→ **SOURCE EXTRACT**
To: Dark Knight
OK. Here are Murray's "qualified sources" for the Western music:
G.Abraham, (1979) The Concise Oxford History of Music, Oxford, Oxford University Press;
L. Alberti, (1968) Musica Nei Secoli, Milan, CEAM;
M.C. Bertrando-Patier, (1998) Histoire de la Musique, Paris, Larousse
E. Borroff, (1990) Music in Europe and the United States, New York, Ardsley house
C. Dahlhaus and M. Eggebrecht, (1978) Brockhaus Riemann Musiclexicon, 2 vols, Mainz, F.A.Brockhaus.
D.J.Grout and C.V.Palisca, (1996), A History of Western Music, New York, W.W. Norton &Co.
P. Hamburger (1966) Musikens Historie, Copenhagen, Aschehoug Dansk Forlag
and another 10 equally dry, equally scholarly and equally incomprehensible to a layman works. To score really high, one better be in all 16 sources, and prominently. As you can see, it has nothing to do with use in movies. Results of this "popularity contest":
Beethoven 100; Mozart 100; J. S. Bach 87; Wagner 80; Haydn 56, and all the rest of them, from Handel to Gluck - below 50.

→ **RECORDS PROVIDED**
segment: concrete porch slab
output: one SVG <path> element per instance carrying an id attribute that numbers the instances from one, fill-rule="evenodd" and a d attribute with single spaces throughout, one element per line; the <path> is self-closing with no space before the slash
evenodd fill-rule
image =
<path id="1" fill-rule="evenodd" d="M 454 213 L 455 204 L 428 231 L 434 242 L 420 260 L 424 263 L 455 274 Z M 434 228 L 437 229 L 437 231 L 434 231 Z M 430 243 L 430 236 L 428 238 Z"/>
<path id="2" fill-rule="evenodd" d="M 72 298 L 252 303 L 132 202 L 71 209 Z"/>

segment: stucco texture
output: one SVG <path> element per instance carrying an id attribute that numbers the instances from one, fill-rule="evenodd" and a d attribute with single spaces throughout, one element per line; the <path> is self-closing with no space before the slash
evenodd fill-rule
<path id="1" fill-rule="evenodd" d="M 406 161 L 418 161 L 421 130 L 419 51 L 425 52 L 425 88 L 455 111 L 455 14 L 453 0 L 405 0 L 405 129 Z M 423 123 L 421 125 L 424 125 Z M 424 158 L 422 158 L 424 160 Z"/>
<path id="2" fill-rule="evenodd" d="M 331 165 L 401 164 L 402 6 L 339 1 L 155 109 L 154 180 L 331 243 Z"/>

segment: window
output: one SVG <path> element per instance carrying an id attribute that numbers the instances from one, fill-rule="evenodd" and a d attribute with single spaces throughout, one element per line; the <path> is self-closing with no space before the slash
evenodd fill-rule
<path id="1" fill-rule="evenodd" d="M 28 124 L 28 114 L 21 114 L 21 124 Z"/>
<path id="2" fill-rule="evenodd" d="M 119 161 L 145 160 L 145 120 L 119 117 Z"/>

→ **TASKS TO PERFORM**
1. Answer the following from the message about Murray's sources:
(a) Which publisher issued Grout and Palisca's A History of Western Music?
(b) In what year and in which city was Musikens Historie published?
(c) What score is given to Wagner?
2. For each statement below, indicate whether it agrees with the message about Murray's sources, and quote the words that decide it.
(a) The message says the scores are unrelated to use in movies.
(b) Haydn receives a higher score than Wagner.
(c) Borroff's work was published in Paris.
3. Write the next part of the message about Murray's sources, carrying on after its final line.

→ **EXPECTED RESULTS**
1.
(a) W.W. Norton & Co.
(b) 1966, Copenhagen
(c) 80

2.
(a) Yes: "it has nothing to do with use in movies"
(b) No: "Wagner 80; Haydn 56"
(c) No: "New York, Ardsley house"

3.
20 posted on
02/23/2006 1:44:03 AM PST by
GSlob
To: sitetest
See number 20--I figgered you might want to weigh in here.
24 posted on
02/23/2006 5:33:15 AM PST by
Pharmboy
(The stone age didn't end because they ran out of stones.)
To: GSlob
Handel 155
Wagner 423
Haydn 74
Did Murray account for the language bias and how? I am not disparaging Murray, but that is a monumental bias to overcome.
It is a meta social construct study and Wagner appears to be a problem.
Judging sources has the systemic error in logic of appeal to authority. I have not read Murray so I really can't say he falls into that fallacy. But in movies, Wagner is certainly more important than one would gather from Murray.
Bach was still robbed.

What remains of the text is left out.